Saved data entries
● ● ●

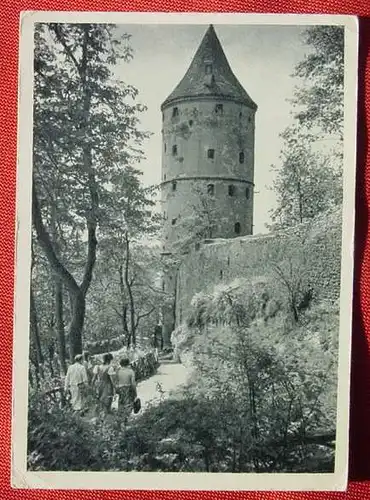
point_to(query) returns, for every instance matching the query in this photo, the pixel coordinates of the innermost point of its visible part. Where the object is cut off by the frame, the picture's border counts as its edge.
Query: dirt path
(169, 377)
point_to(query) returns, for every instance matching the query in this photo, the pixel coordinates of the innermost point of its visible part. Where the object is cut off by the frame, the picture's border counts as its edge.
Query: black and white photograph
(184, 251)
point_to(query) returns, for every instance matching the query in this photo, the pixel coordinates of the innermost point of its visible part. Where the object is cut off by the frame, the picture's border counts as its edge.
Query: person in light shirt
(103, 380)
(126, 387)
(76, 383)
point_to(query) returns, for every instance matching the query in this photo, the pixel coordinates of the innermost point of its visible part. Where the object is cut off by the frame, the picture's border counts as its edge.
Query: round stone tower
(208, 151)
(207, 160)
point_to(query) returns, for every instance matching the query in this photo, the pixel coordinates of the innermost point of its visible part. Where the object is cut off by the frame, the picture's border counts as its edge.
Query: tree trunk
(58, 294)
(60, 323)
(129, 291)
(77, 293)
(76, 326)
(123, 303)
(36, 334)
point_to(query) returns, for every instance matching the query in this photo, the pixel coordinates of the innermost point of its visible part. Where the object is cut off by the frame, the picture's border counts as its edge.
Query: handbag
(137, 405)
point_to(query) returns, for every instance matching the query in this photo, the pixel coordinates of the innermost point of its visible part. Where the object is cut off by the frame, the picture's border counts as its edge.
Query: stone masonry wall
(317, 244)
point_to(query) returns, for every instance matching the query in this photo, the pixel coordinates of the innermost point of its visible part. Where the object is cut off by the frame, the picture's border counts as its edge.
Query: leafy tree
(85, 140)
(201, 222)
(309, 178)
(319, 100)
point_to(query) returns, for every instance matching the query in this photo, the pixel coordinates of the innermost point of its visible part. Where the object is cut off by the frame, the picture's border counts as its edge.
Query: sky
(262, 58)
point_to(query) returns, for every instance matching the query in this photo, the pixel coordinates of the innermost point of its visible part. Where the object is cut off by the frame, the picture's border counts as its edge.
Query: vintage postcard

● ● ●

= PROBLEM DESCRIPTION =
Without the pictures, retype each line of the records above exactly.

= SOLUTION TO THIS TASK =
point_to(query) returns, for every instance matching the query in this photo, the pixel coordinates of the innermost point of its visible part. Where the object is cut off by the frame, the picture's border counts as its edge.
Query: dirt path
(169, 377)
point_to(query) returns, for every instance matching the query in this photo, the pixel coordinates of the innermost point of its visible part. Where the object is cut off by the frame, the picture's border counts as its edge.
Query: black and white photograph
(184, 251)
point_to(query) returns, for every instance matching the query in this photo, the pixel coordinates of the innermost point of its visible part. Where the object is cut off by the frame, the picture's border counts as its edge.
Query: person in light shirt
(103, 380)
(126, 387)
(76, 383)
point_to(query) returns, for every instance matching the query in this photo, the pixel coordinates of the innermost point of its visible part. Where the object is cut off by the frame, the picture's border counts as its edge.
Query: round stone tower
(208, 151)
(207, 160)
point_to(query) returns, for every instance matching the query in this photo, the pixel coordinates of the innermost point of its visible part. Where the object is cut off by the frame, the picture's border counts as its edge.
Query: tree trunk
(58, 294)
(60, 323)
(129, 291)
(77, 293)
(76, 326)
(123, 303)
(36, 334)
point_to(query) returns, for every instance matching the query in this photo, the pixel coordinates of the innermost point of its visible part. Where the object is cut off by the frame, the picture's border counts as its edge.
Query: handbag
(137, 405)
point_to(query) returns, for every instance matching the query in this photo, the pixel coordinates of the innermost point of its visible part. Where the object is cut off by the frame, the picture's border counts as its edge.
Query: stone masonry wall
(317, 244)
point_to(query) returns, for every instance matching the query in this photo, the pixel coordinates of the innermost point of its visible part. Where the object is cut off by the frame, the picture's border counts as its edge.
Query: leafy tree
(85, 140)
(201, 222)
(309, 178)
(319, 100)
point_to(query) returns, for every instance matching the query in this photo, the pixel coordinates of the innermost point of its visible part. Where the object is cut off by the frame, the picture's border counts as its edge.
Query: sky
(262, 58)
point_to(query) returns, for every instance matching the query in this photo, the pixel coordinates of the innermost point of its visible part. Where the object is cut off by the frame, the picture's border counts as its edge.
Query: vintage postcard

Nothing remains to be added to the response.